Feds Release the Fourth National Climate Assessment, Highlight Risk and Opportunity for Tribal Economies in the Face of Climate Change

Members of the Oglala Lakota Nation plant climate-resilient tree species on the Pine Ridge Indian Reservation in South Dakota. (Photo credit: © Alex Basaraba / https://nca2018.globalchange.gov/chapter/15/)

As people across America braved the crowds for holiday deals on Black Friday, energy and natural resource professionals digested the release of the Fourth National Climate Assessment (NCA4), a comprehensive report compiled by a dozen different federal agencies regarding the ongoing effects and threats from human-caused climate change. NCA4 warned that without major efforts to mitigate greenhouse gas (GHG) emissions, the American economy would suffer impediments to growth and considerable losses. By the end of the century, the report calculated that economic losses could reach hundreds of billions of dollars, not to mention species extinction, land degradation, and irreparable harms to human health.

──────

**Directives:**
a - According to the climate assessment article, how many federal agencies compiled the Fourth National Climate Assessment?
b - How many lines of the records below contain the string "branch"? Case counts; give only the number.

──────

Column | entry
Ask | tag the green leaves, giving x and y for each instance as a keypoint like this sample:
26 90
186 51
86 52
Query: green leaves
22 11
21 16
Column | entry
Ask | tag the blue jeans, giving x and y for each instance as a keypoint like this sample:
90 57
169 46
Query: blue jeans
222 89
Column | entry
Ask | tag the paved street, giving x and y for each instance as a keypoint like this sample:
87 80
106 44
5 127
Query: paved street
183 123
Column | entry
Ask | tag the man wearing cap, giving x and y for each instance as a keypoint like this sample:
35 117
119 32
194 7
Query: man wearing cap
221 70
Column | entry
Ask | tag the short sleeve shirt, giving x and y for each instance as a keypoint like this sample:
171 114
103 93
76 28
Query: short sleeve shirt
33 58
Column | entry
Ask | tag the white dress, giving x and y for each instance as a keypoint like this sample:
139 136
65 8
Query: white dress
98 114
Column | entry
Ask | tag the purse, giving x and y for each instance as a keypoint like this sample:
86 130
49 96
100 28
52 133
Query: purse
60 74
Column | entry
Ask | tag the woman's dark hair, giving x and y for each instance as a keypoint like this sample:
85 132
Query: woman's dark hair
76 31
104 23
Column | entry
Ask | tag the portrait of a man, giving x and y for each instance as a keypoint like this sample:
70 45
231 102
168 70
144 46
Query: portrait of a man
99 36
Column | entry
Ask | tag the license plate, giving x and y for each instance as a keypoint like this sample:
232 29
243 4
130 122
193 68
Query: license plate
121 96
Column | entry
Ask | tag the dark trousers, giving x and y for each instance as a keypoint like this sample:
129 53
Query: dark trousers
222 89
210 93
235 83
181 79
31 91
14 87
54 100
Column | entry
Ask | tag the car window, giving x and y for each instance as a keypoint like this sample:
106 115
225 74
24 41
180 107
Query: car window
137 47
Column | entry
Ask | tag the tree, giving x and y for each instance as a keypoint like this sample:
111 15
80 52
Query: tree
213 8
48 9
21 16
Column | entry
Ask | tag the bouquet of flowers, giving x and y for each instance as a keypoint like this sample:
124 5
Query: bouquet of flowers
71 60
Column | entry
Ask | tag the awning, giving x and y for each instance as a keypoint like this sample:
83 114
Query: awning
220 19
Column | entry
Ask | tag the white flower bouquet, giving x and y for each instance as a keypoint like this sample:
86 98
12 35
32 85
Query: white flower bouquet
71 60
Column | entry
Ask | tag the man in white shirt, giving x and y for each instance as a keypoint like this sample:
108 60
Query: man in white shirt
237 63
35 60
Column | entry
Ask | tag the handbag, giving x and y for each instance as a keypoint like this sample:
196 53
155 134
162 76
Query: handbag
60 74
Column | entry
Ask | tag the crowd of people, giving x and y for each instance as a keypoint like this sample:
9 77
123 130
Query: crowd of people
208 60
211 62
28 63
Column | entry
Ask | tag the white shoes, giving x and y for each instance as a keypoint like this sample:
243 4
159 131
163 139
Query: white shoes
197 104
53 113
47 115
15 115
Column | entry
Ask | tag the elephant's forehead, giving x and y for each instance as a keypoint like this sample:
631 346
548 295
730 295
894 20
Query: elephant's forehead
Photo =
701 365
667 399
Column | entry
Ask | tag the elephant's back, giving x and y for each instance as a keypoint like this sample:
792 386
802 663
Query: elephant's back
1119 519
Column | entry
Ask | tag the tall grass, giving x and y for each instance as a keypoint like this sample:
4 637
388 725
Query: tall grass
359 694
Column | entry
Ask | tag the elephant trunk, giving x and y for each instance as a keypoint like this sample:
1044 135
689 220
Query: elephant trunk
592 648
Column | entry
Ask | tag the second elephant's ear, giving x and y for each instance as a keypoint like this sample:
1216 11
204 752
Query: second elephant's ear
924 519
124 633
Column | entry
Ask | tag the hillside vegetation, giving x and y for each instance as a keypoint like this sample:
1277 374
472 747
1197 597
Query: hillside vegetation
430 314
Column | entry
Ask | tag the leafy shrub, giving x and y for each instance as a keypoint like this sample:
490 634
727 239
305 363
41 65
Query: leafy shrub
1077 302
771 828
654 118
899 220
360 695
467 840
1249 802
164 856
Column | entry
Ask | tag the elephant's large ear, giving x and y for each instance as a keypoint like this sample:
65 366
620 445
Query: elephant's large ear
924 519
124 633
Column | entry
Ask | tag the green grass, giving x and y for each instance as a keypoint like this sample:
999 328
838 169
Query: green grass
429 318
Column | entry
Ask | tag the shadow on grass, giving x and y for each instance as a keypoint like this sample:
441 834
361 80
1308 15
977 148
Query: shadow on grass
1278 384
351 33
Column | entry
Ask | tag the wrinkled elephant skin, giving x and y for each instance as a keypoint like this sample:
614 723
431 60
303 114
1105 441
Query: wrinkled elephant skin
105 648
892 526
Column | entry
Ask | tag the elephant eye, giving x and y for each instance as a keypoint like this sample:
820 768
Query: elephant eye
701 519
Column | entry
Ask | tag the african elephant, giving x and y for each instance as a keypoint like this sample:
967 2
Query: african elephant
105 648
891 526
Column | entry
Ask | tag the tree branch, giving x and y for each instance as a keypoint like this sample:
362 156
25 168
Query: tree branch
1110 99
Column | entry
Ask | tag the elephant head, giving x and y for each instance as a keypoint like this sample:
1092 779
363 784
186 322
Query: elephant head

──────

**Solutions by task:**
a - A dozen.

b - 2